[A block of data]
********
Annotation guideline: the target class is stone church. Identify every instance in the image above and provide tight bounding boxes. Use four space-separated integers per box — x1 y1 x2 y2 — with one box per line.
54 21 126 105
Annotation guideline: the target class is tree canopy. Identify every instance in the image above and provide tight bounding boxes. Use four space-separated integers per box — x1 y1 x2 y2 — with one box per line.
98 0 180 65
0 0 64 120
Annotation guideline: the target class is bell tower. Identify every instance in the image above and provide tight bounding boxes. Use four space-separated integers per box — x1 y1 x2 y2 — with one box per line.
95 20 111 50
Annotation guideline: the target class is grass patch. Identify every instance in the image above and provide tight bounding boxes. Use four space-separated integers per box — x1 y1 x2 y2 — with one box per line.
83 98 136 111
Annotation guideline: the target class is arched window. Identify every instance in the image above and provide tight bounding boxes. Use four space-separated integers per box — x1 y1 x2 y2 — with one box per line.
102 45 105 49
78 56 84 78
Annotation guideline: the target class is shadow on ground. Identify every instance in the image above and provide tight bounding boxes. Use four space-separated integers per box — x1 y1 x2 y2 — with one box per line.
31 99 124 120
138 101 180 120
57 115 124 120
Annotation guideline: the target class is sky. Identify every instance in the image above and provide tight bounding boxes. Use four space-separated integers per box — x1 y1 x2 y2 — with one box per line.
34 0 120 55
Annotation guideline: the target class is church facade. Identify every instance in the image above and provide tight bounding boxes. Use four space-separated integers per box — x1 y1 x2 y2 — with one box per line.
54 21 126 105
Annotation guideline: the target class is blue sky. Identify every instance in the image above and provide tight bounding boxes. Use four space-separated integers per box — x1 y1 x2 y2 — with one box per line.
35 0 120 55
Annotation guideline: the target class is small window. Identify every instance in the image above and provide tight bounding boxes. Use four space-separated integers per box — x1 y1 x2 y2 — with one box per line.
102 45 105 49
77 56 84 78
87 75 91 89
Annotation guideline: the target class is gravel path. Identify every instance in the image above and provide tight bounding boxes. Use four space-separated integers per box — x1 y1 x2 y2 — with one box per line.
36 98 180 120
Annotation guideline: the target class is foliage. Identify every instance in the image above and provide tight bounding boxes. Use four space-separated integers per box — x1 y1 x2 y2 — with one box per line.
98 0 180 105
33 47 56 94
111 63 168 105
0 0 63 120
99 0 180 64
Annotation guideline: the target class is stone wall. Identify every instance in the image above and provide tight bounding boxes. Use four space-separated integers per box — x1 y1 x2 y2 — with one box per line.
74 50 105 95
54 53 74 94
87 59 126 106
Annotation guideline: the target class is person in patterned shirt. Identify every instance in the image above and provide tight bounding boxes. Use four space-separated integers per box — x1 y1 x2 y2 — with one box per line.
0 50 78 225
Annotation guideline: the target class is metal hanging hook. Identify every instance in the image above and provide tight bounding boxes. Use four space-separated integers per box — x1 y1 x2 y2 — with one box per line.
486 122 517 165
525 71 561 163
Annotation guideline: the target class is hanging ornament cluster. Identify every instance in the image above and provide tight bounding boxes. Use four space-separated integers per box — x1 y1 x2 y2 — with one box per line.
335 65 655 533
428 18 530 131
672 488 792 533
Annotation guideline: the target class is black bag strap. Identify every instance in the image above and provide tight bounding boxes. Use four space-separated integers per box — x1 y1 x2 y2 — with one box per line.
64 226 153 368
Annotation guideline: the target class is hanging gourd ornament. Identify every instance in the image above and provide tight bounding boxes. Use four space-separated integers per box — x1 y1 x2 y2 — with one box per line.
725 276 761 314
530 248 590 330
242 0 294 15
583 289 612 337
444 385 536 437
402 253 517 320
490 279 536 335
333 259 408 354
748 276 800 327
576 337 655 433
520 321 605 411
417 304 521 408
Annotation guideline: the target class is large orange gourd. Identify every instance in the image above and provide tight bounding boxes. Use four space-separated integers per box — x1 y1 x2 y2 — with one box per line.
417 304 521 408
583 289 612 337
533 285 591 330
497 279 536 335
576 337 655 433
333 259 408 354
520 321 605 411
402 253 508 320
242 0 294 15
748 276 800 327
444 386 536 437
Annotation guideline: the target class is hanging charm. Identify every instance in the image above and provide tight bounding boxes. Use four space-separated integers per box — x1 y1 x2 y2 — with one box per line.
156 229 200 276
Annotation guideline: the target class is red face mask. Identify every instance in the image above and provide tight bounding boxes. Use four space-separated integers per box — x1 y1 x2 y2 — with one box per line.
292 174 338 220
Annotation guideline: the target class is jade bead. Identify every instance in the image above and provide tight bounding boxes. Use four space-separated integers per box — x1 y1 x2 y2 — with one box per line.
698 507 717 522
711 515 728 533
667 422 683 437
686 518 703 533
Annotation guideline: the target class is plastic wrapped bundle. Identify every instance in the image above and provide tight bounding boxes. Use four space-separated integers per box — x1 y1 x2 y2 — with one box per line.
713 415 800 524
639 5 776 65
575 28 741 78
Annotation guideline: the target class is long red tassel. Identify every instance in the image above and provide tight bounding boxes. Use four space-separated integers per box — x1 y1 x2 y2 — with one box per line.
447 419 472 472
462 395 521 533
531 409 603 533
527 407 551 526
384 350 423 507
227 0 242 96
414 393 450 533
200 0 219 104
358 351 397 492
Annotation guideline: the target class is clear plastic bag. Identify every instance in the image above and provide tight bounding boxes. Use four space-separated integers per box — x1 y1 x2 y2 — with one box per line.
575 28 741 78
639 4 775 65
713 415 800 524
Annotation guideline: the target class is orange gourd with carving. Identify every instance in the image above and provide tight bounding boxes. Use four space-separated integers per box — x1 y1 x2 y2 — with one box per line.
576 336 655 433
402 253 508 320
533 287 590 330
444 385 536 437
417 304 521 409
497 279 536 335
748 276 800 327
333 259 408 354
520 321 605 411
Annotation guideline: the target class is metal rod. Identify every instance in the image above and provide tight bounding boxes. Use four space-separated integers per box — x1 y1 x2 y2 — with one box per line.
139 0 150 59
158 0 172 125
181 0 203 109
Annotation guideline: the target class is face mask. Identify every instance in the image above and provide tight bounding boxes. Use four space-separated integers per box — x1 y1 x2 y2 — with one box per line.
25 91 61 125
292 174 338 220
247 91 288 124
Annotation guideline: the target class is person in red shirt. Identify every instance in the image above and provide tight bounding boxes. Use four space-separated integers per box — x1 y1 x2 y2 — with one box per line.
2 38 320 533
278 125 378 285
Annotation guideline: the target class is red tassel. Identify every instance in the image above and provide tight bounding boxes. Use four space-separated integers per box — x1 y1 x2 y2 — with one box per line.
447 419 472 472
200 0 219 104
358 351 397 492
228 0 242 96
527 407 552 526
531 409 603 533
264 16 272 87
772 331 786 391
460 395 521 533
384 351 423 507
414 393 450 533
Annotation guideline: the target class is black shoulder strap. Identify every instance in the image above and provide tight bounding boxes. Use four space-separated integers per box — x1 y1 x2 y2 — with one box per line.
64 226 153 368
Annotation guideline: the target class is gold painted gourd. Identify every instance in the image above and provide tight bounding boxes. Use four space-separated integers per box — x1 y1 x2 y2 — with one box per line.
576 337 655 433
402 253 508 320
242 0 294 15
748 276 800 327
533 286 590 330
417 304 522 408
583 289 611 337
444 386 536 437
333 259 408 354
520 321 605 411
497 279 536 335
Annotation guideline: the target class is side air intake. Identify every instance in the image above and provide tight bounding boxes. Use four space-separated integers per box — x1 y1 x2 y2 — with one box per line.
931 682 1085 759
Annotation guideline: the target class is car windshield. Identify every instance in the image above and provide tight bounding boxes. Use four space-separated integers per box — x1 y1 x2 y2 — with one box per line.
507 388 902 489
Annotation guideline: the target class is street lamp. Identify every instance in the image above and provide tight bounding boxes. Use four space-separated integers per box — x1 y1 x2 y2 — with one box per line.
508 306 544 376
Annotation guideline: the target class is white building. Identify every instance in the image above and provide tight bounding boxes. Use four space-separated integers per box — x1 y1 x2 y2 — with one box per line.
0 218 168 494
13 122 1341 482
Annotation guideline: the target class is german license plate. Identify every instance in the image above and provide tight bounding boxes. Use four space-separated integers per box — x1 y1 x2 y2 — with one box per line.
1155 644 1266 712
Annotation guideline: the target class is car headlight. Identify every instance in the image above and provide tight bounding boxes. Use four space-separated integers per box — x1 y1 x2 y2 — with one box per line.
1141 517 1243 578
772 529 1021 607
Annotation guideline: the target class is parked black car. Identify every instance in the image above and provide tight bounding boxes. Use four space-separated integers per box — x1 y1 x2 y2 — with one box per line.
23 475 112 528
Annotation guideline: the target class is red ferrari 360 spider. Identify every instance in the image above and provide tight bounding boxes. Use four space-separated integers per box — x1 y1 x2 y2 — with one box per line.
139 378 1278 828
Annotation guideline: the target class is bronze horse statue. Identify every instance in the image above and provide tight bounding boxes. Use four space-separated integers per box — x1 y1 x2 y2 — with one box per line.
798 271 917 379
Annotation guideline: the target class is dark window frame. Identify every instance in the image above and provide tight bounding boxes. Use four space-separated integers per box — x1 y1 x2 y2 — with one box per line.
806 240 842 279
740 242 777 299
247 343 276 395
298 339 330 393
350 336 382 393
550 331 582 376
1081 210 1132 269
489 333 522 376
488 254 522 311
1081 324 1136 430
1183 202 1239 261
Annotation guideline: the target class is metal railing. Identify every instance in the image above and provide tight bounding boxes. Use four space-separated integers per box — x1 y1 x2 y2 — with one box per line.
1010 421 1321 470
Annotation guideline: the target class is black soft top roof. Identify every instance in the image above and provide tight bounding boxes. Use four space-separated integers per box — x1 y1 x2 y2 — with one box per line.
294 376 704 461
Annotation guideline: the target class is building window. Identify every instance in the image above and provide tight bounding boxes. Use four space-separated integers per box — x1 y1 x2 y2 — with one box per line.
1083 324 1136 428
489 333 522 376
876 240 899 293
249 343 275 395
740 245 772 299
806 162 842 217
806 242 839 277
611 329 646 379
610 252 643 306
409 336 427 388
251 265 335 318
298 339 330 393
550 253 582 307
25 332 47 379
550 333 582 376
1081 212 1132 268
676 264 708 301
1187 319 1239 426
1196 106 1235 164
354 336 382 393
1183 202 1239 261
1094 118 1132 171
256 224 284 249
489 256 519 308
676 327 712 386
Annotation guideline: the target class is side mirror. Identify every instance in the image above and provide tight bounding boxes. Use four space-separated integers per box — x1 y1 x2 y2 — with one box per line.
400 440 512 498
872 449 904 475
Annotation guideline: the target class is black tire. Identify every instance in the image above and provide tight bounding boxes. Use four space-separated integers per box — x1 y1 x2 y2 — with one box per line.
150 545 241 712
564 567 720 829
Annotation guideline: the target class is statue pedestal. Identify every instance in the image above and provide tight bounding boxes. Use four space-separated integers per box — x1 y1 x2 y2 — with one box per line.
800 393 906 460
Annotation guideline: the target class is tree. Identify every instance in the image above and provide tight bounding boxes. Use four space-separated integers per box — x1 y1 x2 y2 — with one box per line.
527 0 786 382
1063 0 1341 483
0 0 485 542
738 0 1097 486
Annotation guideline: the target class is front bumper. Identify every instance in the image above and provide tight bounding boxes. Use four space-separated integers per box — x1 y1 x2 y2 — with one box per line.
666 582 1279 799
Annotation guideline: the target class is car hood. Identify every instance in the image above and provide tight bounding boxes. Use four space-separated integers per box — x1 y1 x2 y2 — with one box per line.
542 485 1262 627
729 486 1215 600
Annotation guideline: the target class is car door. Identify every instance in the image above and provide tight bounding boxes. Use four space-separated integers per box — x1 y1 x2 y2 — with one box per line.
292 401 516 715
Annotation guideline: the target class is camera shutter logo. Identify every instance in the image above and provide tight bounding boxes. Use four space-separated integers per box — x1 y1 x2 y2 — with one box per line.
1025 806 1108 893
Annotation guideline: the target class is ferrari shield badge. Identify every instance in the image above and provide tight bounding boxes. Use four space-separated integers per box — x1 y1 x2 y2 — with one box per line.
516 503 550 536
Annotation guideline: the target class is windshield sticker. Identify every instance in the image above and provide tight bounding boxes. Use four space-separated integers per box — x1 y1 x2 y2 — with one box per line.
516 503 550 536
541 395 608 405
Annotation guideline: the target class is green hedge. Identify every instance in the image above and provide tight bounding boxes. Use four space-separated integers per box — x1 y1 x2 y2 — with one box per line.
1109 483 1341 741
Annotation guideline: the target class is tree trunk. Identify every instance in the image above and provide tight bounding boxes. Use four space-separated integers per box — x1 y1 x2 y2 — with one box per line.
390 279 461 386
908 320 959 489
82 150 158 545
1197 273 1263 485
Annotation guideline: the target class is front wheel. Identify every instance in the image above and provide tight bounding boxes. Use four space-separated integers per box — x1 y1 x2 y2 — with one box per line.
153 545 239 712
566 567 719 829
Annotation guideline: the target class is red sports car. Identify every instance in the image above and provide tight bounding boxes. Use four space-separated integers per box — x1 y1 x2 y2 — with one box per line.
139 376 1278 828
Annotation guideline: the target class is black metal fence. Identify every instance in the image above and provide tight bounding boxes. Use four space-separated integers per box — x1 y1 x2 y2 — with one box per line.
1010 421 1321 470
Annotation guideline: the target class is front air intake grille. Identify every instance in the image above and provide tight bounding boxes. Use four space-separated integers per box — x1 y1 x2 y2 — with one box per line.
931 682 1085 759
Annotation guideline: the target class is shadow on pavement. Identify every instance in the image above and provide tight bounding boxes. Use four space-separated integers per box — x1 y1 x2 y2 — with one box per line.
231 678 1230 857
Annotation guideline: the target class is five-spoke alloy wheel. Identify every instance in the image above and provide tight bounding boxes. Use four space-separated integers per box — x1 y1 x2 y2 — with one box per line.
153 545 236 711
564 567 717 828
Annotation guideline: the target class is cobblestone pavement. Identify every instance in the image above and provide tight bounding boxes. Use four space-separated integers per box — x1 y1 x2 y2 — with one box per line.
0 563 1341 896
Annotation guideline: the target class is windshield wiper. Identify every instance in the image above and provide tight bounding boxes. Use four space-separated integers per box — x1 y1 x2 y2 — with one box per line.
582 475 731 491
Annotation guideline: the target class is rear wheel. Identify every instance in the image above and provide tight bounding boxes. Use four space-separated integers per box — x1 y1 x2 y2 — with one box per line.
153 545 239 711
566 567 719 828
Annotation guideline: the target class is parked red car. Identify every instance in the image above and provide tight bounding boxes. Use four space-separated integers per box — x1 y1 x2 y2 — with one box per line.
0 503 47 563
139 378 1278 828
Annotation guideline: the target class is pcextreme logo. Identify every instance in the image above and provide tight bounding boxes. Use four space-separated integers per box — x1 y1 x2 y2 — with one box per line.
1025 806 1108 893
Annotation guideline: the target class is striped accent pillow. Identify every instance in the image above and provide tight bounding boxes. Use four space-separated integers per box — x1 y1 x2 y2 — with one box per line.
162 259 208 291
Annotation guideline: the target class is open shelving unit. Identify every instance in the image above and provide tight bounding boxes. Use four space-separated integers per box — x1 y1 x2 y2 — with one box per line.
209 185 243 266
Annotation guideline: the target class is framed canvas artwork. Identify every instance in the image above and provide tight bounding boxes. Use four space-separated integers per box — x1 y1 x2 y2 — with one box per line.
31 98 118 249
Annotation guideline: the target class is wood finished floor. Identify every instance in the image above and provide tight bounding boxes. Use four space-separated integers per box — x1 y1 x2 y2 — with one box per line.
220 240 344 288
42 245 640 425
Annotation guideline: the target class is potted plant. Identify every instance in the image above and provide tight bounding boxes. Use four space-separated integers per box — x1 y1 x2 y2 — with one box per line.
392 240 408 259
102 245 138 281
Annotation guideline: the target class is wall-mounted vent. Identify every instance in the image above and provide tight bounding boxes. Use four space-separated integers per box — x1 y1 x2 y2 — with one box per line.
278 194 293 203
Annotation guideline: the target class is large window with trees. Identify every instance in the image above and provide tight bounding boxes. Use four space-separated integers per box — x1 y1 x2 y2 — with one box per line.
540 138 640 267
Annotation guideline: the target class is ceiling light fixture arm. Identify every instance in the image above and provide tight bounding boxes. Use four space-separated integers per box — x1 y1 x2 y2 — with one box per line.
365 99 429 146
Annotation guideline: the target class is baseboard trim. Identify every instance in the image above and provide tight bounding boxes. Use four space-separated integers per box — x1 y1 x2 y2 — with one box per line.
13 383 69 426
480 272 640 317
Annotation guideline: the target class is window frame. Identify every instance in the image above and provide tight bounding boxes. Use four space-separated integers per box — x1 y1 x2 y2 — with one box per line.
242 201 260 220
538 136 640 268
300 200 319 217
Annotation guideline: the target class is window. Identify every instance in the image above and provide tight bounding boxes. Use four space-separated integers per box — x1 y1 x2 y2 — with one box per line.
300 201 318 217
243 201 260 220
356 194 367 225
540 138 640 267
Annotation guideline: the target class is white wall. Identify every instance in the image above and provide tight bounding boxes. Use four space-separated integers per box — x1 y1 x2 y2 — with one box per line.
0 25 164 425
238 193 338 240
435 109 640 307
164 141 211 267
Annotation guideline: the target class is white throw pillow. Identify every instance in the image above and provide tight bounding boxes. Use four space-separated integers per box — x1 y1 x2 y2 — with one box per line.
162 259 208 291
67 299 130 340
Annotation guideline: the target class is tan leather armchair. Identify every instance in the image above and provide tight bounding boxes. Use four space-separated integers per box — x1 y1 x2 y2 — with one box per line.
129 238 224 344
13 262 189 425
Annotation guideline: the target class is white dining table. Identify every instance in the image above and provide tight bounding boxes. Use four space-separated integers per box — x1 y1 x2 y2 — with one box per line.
********
▸ Exercise objective
Rewrite the lines above, starting with the line containing "Annotation guideline: the target class is street" and going on through the line containing "508 306 544 376". Shift every bounding-box coordinate in them up by 13 and keep all other text unchanged.

▸ Answer for the task
Annotation guideline: the target class is street lamp. Identify every instance in the image above and provide tight bounding boxes. Use four space-separated integers per box — x1 y1 x2 y2 — with one box per line.
521 319 557 389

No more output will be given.